> _Your assignment_
Word for word, please restate the lines from the beginning of the data through the line in which "Task: find each instance of the yellow" appears.

> _Records to use_
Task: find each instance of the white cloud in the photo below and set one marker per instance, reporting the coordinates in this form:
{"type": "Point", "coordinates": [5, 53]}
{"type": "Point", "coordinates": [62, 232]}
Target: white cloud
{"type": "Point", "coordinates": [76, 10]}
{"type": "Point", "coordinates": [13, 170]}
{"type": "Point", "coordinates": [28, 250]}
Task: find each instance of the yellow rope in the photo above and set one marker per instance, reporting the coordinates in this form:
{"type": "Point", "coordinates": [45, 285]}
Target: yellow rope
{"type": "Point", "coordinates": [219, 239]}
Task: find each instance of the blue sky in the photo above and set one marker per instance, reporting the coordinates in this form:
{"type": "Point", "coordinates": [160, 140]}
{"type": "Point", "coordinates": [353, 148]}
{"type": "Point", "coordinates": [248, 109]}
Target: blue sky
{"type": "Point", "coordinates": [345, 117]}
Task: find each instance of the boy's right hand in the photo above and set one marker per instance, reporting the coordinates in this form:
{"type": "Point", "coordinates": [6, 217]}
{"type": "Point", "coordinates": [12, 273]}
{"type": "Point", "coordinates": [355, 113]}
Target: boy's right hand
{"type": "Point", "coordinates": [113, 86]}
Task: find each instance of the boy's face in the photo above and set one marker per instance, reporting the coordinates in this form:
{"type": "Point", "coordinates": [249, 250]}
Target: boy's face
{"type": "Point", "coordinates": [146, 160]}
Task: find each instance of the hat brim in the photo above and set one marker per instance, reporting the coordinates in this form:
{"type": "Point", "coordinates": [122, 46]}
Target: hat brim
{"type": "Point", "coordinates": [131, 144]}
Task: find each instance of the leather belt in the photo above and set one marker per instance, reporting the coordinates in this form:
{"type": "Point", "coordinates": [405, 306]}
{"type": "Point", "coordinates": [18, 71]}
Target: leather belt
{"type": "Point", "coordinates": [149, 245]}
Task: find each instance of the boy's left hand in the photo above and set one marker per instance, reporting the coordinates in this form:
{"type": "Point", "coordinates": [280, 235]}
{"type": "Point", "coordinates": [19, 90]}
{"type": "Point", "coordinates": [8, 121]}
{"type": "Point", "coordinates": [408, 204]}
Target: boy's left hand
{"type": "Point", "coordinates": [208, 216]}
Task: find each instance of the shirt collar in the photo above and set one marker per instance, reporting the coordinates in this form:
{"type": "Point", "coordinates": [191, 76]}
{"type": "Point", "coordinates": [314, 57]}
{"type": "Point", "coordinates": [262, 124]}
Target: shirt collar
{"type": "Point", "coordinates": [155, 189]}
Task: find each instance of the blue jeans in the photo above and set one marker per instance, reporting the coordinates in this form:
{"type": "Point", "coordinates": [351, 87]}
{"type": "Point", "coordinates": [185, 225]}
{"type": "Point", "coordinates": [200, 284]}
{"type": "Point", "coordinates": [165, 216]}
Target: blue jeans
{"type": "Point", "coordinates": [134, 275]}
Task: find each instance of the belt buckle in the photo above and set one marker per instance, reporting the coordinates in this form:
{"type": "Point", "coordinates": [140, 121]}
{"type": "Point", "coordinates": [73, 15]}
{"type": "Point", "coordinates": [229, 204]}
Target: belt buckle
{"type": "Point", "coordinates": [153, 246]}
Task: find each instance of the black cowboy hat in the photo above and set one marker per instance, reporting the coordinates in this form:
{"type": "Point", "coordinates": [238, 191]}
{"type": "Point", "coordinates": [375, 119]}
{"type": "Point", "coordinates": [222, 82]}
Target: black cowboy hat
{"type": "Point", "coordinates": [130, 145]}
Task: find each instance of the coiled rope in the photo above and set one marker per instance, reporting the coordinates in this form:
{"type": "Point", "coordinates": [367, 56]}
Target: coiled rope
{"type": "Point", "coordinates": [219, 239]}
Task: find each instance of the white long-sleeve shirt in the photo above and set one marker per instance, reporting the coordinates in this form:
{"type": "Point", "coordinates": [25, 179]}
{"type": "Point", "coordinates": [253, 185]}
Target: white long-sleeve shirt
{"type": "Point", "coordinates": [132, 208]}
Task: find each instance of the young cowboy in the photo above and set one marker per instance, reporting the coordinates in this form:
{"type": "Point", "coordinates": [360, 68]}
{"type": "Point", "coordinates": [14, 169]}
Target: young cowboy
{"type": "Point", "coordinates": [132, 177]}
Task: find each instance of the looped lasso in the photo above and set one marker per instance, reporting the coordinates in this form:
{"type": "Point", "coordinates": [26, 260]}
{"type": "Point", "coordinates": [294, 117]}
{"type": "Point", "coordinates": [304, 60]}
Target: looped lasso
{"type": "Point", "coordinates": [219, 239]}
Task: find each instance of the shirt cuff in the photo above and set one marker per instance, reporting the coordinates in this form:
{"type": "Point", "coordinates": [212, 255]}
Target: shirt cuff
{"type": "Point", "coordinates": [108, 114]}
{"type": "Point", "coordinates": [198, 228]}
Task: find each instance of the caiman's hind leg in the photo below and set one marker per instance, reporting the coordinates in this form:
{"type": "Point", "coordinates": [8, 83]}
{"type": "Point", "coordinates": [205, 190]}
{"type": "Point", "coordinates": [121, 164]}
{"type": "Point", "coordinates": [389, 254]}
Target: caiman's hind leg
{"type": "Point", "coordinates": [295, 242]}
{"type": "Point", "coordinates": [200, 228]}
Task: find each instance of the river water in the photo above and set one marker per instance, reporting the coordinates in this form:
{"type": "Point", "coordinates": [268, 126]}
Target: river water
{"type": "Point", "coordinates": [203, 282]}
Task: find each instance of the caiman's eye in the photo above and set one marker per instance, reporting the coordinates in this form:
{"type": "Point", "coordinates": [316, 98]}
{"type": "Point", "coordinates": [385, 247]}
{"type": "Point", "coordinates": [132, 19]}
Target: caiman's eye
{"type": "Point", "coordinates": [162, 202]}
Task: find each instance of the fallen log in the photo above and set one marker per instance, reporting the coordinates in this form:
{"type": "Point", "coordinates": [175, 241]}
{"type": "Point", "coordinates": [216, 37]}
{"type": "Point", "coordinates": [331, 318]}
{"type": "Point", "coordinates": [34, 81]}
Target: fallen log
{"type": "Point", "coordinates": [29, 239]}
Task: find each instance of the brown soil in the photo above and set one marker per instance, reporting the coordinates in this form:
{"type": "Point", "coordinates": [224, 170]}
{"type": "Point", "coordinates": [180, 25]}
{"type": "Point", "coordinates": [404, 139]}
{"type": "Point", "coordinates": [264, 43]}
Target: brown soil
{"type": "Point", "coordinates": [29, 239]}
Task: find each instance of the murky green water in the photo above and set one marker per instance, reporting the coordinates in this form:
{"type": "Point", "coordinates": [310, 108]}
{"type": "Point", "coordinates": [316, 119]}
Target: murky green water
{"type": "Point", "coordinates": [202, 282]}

> _Response for this exercise_
Task: find each instance of the white cloud in the photo below and set one marker per instance, reporting the coordinates in this form:
{"type": "Point", "coordinates": [5, 53]}
{"type": "Point", "coordinates": [62, 232]}
Target: white cloud
{"type": "Point", "coordinates": [76, 10]}
{"type": "Point", "coordinates": [13, 170]}
{"type": "Point", "coordinates": [28, 250]}
Task: find each instance of the yellow rope in the photo above and set one marker per instance, reporting the coordinates in this form:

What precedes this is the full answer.